> **GIVEN PASSAGE**:
◆ ◆ ◆ ◆

Startup Wants to Be the Uber of Home-Buying
A San Francisco startup (what else?) is looking to make the home-buying process much simpler, and by leveraging data to find a fair market price as soon as a house is listed, the company could have enormous sway over how homes are priced. But would a data-driven pricing scheme help prevent a new housing bubble or fuel it?
Called Opendoor, the technology business is currently buying and selling homes in Phoenix and is looking to expand into Dallas and Portland. The prospect of innovating the housing industry with digital technology has proven attractive and Opendoor has already raised over $30 million from investors.
Keith Rabois, an Opendoor cofounder and former executive at Paypal and Square, says that money will be used to triple the company’s “science data team.” By finding a reliable formula to assess home prices, the company wants to shorten the buying time (from making an offer to handing over the keys) to just three days.
“Opendoor uses public information, like historical home sales in the area, and other subjective information like curb appeal, to generate an offer after an owner inputs their address. If the seller likes the offer, they accept it and, after a home inspection confirms the seller accurately described the home’s condition, the property goes into escrow.”
The home-buying process is notoriously slow and laborious, and most homes sit on the market for three months before being purchased. During that time, it’s not uncommon for buyers to get cold feet, back out of the deal, and force the process to start all over again.
As we saw in the financial collapse of 2007, the housing market represents an enormous part of the American economy. Economist Nouriel Roubini was one of the few to write about the housing bubble before it burst. As he explained in his Big Think interview, having a subjective valuation method allows everyone to live in a bubble:
The whole point about the bubble is that the price of an asset is about the fundamental value, so when there is a market failure or inefficiency … [e]verybody lives in a bubble. A U.S. consumer could spend more than their income by using their homes as an ATM machine. Politicians were happy because the economy was growing and they were getting reelected. Wall Street and The City were making gazillions of profits by creating all these toxic instruments and securitizing them. Rating agencies were making a fee out of their own things. Everybody.

◆ ◆ ◆ ◆

Items from a dataset

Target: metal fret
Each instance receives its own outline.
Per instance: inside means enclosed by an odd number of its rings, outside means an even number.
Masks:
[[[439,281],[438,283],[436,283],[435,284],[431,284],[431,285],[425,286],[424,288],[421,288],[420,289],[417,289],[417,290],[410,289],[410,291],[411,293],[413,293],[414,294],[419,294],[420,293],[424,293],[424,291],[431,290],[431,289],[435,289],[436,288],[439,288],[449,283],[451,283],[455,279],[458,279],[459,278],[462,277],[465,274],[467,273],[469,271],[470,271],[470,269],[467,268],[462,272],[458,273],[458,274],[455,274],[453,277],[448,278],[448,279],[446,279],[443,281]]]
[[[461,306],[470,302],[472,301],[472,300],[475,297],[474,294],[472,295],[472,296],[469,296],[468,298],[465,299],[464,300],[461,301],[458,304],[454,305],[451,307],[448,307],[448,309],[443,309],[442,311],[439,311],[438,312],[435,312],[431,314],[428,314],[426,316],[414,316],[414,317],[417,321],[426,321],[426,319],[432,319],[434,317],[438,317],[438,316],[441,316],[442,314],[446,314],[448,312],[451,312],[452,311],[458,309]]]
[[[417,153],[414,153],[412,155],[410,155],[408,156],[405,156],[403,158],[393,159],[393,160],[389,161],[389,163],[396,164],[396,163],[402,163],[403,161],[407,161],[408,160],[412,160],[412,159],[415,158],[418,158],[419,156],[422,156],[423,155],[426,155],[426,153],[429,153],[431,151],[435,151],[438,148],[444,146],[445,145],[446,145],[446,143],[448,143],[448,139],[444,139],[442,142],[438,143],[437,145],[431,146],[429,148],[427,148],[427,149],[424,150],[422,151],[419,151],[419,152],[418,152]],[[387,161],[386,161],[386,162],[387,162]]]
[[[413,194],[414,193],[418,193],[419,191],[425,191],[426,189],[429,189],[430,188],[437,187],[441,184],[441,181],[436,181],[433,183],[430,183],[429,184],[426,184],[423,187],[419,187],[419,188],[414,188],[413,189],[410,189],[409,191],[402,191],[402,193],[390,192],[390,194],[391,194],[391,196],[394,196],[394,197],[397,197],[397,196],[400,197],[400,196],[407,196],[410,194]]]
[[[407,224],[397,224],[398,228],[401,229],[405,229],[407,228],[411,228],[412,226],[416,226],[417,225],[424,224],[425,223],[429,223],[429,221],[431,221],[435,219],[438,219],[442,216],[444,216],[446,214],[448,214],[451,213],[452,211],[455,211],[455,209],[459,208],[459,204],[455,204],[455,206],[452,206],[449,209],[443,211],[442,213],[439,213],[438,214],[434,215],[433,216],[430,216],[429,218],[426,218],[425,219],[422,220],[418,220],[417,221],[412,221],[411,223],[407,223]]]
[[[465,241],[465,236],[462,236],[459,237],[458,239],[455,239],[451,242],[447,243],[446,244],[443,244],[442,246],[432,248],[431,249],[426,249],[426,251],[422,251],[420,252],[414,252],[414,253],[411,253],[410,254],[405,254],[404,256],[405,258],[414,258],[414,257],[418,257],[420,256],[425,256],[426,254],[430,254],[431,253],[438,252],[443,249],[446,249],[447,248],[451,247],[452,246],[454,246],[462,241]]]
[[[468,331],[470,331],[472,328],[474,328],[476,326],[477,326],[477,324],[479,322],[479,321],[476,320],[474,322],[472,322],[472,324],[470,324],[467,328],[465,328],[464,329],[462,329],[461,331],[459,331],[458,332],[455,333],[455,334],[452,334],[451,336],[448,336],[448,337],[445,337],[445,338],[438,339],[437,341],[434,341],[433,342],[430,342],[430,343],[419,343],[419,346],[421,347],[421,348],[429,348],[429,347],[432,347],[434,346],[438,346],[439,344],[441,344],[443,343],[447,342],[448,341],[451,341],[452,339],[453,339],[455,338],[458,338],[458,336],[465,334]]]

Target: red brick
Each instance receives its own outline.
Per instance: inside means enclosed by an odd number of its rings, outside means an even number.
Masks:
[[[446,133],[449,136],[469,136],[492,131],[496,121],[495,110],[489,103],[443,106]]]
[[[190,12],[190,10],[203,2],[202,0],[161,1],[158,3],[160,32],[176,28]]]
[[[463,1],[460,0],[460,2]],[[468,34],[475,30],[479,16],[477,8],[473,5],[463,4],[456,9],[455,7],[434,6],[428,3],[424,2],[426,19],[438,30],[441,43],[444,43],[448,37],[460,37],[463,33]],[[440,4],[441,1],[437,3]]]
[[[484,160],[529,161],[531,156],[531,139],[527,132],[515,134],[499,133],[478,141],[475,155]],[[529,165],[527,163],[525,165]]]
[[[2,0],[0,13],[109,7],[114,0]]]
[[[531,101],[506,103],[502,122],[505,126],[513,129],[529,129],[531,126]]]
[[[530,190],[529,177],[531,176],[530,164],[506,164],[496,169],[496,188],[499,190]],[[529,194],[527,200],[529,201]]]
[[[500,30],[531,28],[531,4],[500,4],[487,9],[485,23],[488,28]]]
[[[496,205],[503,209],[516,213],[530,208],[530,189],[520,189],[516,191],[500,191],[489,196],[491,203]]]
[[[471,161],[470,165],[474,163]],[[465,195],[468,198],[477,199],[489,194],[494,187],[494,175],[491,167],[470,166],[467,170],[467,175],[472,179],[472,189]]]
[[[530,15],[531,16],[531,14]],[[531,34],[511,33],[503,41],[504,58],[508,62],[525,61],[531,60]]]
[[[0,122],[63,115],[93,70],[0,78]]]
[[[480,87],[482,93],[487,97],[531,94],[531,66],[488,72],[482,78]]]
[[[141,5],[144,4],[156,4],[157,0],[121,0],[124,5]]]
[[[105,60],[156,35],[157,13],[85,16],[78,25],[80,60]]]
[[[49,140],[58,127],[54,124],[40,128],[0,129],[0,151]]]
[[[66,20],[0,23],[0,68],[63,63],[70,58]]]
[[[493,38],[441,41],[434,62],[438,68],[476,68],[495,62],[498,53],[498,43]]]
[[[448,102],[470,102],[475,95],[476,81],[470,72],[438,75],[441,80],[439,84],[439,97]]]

◆ ◆ ◆ ◆

According to the article on Opendoor, why is the typical three-month period a home spends on the market a problem? Answer in one to three sentences.

> **SOLVED PROBLEM**: During those three months, buyers often get cold feet and back out of the deal. That forces the home-buying process to start all over again.